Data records
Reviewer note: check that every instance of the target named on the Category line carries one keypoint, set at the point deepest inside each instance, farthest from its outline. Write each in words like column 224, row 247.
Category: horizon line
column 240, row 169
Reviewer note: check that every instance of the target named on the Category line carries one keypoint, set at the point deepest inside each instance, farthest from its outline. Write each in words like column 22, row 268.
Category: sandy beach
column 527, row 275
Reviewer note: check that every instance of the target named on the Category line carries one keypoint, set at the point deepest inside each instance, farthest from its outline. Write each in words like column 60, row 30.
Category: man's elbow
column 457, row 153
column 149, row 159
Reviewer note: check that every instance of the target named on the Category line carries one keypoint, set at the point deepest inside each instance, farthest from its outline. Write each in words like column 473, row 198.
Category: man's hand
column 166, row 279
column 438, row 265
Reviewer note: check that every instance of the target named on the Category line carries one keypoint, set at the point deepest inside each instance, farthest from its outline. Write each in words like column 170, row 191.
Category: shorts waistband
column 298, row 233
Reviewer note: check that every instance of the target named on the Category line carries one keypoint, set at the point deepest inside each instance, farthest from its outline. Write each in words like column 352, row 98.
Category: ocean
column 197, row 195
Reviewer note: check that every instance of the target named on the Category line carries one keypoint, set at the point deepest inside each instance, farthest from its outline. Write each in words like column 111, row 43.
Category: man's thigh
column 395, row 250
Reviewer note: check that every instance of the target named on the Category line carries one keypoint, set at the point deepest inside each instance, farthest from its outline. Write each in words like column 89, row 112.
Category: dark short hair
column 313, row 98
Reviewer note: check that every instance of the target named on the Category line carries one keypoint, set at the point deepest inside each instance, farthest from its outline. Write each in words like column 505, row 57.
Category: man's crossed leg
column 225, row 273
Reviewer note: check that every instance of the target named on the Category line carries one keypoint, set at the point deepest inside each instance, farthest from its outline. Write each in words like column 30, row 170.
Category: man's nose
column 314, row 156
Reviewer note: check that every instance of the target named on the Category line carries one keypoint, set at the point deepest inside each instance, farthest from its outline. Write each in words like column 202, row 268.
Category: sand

## WRITTEN REQUEST:
Copy every line of the material above without any change.

## FULL SOLUTION:
Reviewer note: check that every instance of the target named on the Category line carries one keypoint, set at the point deepest inside each instance, farthest from its outline. Write each in words like column 224, row 247.
Category: horizon line
column 240, row 169
Reviewer note: check that every instance of the target named on the Category line carries one keypoint, set at the point deepest inside each instance, farthest from its outline. Write each in words like column 22, row 268.
Category: sandy beach
column 527, row 275
Reviewer note: check that every instance of the target named on the Category line carries one keypoint, set at the point deepest inside each instance, farthest from its outline. Write each in words like column 60, row 30.
Category: man's elbow
column 457, row 153
column 149, row 159
Reviewer note: check that every instance of the target named on the Category line carries one keypoint, set at the point deepest inside each instance, farthest from its outline. Write each in words like column 473, row 198.
Category: man's hand
column 166, row 279
column 438, row 265
Reviewer note: check that every instance of the target named on the Category line carries one keypoint, set at the point deepest inside each instance, farthest from its outline. Write each in words like column 170, row 191.
Category: shorts waistband
column 298, row 233
Reviewer note: check that every instance of the target named on the Category line carries one keypoint, set at the point deepest inside each instance, farthest from its outline. Write each in words like column 352, row 98.
Category: ocean
column 197, row 195
Reviewer note: check that every instance of the target named on the Category line carries one keypoint, set at the point deepest inside each instance, farthest from its outline. Write each in words like column 111, row 43.
Category: man's thigh
column 395, row 250
Reviewer note: check that every instance of the target named on the Category line carries one keypoint, set at the point deepest inside each instance, farthest from its outline. Write each in words like column 89, row 112.
Category: dark short hair
column 313, row 98
Reviewer note: check that every instance of the target named on the Category line carries one keypoint, set at the point deepest inside each instance, farthest from its outline. Write each in words like column 505, row 57.
Category: man's crossed leg
column 225, row 273
Reviewer note: check that every instance of the target named on the Category line carries one keypoint, set at the point deepest inside each instance, farthest from its outline. Write each in words like column 30, row 170.
Category: man's nose
column 314, row 156
Reviewer note: check that every instance of the target named on the Category line carries one keypoint, set at the point deepest inside each instance, farthest from its outline. Write each in words like column 202, row 268.
Category: sand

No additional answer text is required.